▶ _WHAT YOU HAVE TO DO_: Images are to be left out when the records below are printed word for word.

--- INPUT DATA ---

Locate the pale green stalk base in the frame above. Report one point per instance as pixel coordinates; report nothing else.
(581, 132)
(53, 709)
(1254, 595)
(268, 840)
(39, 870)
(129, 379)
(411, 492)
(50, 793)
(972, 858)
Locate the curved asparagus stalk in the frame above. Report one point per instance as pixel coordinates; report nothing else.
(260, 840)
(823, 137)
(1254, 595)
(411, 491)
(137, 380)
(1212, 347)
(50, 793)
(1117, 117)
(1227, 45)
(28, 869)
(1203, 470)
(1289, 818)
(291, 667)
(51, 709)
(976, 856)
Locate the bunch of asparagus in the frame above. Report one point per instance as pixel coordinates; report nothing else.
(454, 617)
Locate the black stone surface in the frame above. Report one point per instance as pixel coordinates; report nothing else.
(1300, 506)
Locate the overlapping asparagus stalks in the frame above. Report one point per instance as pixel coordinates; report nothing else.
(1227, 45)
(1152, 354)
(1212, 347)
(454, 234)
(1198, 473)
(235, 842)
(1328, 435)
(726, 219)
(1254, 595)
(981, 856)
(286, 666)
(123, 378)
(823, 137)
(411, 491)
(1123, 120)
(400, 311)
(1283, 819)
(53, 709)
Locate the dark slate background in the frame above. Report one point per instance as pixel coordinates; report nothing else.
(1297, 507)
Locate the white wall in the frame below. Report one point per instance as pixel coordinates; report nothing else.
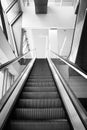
(59, 17)
(38, 39)
(53, 40)
(64, 42)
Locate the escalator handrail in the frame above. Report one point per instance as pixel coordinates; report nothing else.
(79, 108)
(71, 65)
(14, 93)
(2, 66)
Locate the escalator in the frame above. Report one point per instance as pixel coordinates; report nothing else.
(39, 106)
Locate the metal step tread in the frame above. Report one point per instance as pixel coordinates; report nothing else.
(39, 95)
(39, 103)
(44, 125)
(39, 114)
(39, 89)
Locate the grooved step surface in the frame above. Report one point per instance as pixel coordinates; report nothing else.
(39, 114)
(49, 125)
(39, 95)
(39, 89)
(40, 83)
(40, 80)
(39, 103)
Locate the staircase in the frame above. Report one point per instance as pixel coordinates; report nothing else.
(39, 106)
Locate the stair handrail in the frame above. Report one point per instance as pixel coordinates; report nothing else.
(2, 66)
(78, 106)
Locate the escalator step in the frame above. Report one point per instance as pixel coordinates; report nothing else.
(40, 83)
(39, 114)
(40, 77)
(39, 89)
(41, 95)
(49, 125)
(40, 80)
(39, 103)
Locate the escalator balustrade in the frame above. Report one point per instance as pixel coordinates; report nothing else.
(39, 106)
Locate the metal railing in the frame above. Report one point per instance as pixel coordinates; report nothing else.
(78, 106)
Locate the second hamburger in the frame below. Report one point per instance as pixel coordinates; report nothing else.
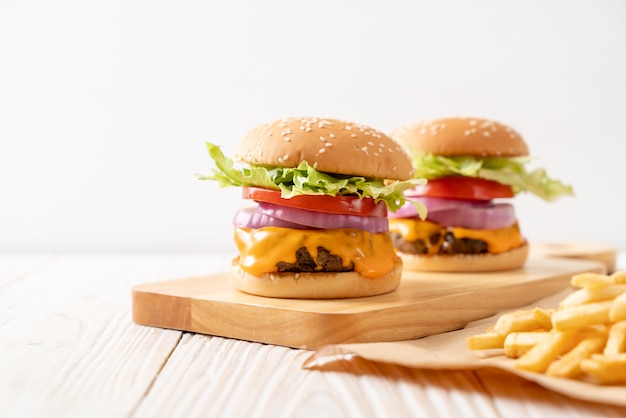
(473, 166)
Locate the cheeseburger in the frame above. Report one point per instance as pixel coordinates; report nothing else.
(320, 191)
(473, 166)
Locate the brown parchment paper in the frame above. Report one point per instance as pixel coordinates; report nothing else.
(449, 351)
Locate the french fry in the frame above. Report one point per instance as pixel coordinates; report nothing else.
(538, 358)
(593, 294)
(569, 365)
(619, 277)
(607, 369)
(618, 308)
(526, 320)
(616, 342)
(516, 344)
(581, 316)
(485, 341)
(585, 337)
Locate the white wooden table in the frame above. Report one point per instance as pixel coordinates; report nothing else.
(69, 348)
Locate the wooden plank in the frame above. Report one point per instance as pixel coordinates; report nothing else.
(424, 304)
(225, 377)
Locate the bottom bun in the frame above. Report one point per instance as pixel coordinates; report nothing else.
(467, 263)
(315, 285)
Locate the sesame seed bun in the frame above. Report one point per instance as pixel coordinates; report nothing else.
(462, 136)
(463, 263)
(315, 285)
(328, 145)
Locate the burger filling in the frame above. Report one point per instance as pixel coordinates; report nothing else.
(428, 238)
(287, 250)
(305, 262)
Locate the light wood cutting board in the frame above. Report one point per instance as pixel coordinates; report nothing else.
(423, 304)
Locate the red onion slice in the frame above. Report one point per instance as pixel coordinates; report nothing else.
(252, 218)
(461, 213)
(373, 224)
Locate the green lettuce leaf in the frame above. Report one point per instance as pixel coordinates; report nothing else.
(511, 171)
(304, 179)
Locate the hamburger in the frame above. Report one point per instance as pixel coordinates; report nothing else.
(320, 191)
(474, 167)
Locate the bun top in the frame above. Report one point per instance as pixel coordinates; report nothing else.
(328, 145)
(462, 136)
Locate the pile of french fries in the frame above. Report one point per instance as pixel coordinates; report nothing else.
(583, 338)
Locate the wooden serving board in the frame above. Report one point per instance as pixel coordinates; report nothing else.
(423, 304)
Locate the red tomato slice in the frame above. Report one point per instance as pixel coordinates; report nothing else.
(467, 188)
(350, 205)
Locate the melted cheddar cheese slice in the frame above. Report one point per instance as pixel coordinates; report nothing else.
(260, 250)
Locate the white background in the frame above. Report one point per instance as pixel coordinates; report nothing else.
(105, 105)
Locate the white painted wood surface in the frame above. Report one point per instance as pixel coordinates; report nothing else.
(68, 348)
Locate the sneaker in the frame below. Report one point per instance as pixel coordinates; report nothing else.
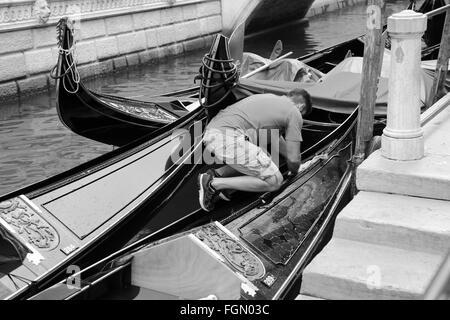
(223, 194)
(206, 192)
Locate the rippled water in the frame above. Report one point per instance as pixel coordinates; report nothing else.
(35, 145)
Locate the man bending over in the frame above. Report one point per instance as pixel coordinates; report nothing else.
(232, 138)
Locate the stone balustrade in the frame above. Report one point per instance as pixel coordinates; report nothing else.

---

▶ _OUTPUT OF THE TASK_:
Locate the pale green stalk base in the frame above. Report one point per instance as pixel coordinates; report nothing else.
(581, 132)
(53, 709)
(1254, 595)
(268, 840)
(39, 870)
(129, 379)
(411, 492)
(50, 793)
(972, 858)
Locate the curved asparagus stalk in the frame above. Report one point per instance as pixel coordinates; report nothing else.
(260, 840)
(823, 137)
(1254, 595)
(411, 491)
(137, 380)
(1212, 347)
(50, 793)
(1117, 117)
(1227, 45)
(28, 869)
(1203, 470)
(1289, 818)
(291, 667)
(51, 709)
(976, 856)
Locate the bunch of asparagus in the frame above. Report one point per instance as pixel coordinates; report nothing else.
(454, 617)
Locate the black stone surface in the frame above. Report one point per instance as pixel coordinates; report nothing else.
(1300, 506)
Locate the overlapping asparagus stalks in the frame above. Report one point per instance as pixel coordinates; report nothing else.
(1227, 45)
(1152, 354)
(1212, 347)
(454, 234)
(1198, 473)
(235, 842)
(1328, 435)
(726, 219)
(1254, 595)
(981, 856)
(286, 666)
(123, 378)
(823, 137)
(411, 491)
(1123, 120)
(400, 311)
(1283, 819)
(53, 709)
Locate the dark slate background in the frame above. Report one point per instance as pixel coordinates; report nothing else.
(1297, 507)
Locate the white wall in the frame below. Report one point per instance as pixel coordinates; report nothing else.
(59, 17)
(38, 39)
(53, 40)
(64, 42)
Locate the escalator handrail in the frame above. Report one point per instance as pixel coordinates; report nothing else.
(79, 108)
(71, 65)
(14, 93)
(2, 66)
Locate the escalator in the frame above. Report one point per instance as pixel coordinates; report nothing else.
(39, 106)
Locate the metal step tread in the frame above. Report one point per instance as pixel coordinates; report nothing else.
(39, 95)
(39, 103)
(44, 125)
(39, 114)
(39, 89)
Locate the grooved step surface in the frame above. Report one point per instance as pixel coordinates; report nothing else.
(39, 114)
(49, 125)
(39, 95)
(39, 89)
(40, 83)
(40, 80)
(39, 103)
Locate the staircase in the frame above. Report one point per instance as pixel coordinates; report nothing else.
(39, 106)
Locate the stair handrail in the frame above. Report one point per instance as pixel coordinates; report nothing else.
(2, 66)
(78, 106)
Locate the escalator step in the frame above. Report one point per instance as pixel coordinates; report nothing else.
(40, 83)
(39, 114)
(40, 77)
(39, 89)
(41, 95)
(49, 125)
(40, 80)
(39, 103)
Locate the escalator balustrade in the frame above. Report one point per instance as pixel coordinates; report nothing else.
(39, 106)
Locate the metal railing in the frame above. Report one point per instance as pixel coordinates; report nothing else.
(78, 106)
Locate the second hamburger in the frame below. Report one point per instance as pixel coordinates; report nothing else.
(473, 166)
Locate the cheeseburger in the frame above. Report one point per instance as pixel coordinates; report nothing else.
(320, 191)
(473, 166)
Locate the brown parchment paper in the frame above. Report one point per instance as pixel coordinates; report nothing else.
(449, 351)
Locate the french fry in the frame above. Report one point per instance as pixel coordinates; report nothing else.
(538, 358)
(593, 294)
(569, 365)
(619, 277)
(607, 369)
(618, 308)
(526, 320)
(616, 342)
(516, 344)
(581, 316)
(485, 341)
(585, 337)
Locate the white wooden table in the frame above. Report one point per instance as pixel coordinates; report nothing else.
(69, 348)
Locate the wooden plank in the frame above. Report one point per instance as pixel coordinates; report nothing else.
(424, 304)
(225, 377)
Locate the bottom bun in the frame above. Report one point per instance as pixel coordinates; report nothing else.
(467, 263)
(315, 285)
Locate the sesame seed bun in the frame above. Report one point per instance as pixel coordinates; report nothing else.
(462, 136)
(463, 263)
(315, 285)
(328, 145)
Locate the burger filling in the frame above. Report one point per instance as pixel coordinates; report nothing else.
(428, 238)
(287, 250)
(305, 262)
Locate the light wood cutting board in the frame above. Report one point per instance as pixel coordinates; report nothing else.
(423, 304)
Locate the red onion slice in the frame above. Report one point per instance as pixel coordinates; report nothing else.
(252, 218)
(461, 213)
(373, 224)
Locate the green lettuce leaf in the frame above. Report one point per instance as pixel coordinates; report nothing else.
(511, 171)
(304, 179)
Locate the hamburger in the frame above. Report one point per instance as pixel coordinates; report nothing else.
(320, 191)
(474, 167)
Locate the bun top in the frame above. Report one point per instance as pixel coordinates; report nothing else.
(328, 145)
(462, 136)
Locate the pile of french fries in the frame above. Report one point per instance as pixel coordinates; report nothing else.
(583, 338)
Locate the wooden serving board in the frame above. Report one point per instance as pixel coordinates; report nothing else.
(423, 304)
Locate the red tomato slice in the frame above. Report one point per instance as pixel coordinates; report nothing else.
(467, 188)
(350, 205)
Locate the melted cheddar cheese slice in the frame above. Report one point per instance as pixel coordinates; report nothing else.
(260, 250)
Locate the white background in the frame above. Report one point per instance as pixel coordinates; report nothing else.
(105, 105)
Locate the white painted wood surface in the frame above. Report one point per instance as pixel coordinates; report nothing else.
(68, 348)
Locate the sneaker in the frame below. Report one point per instance as pixel coordinates; report nothing else.
(223, 194)
(206, 192)
Locate the rippled water in the frame above. Report one point per instance as pixel coordinates; report nothing else.
(35, 145)
Locate the man bending over in the frame above. Report one point per instance as pixel coordinates; report nothing else.
(232, 138)
Locate the stone balustrade in the frame above. Report one point per instance as pixel coordinates; report nothing else.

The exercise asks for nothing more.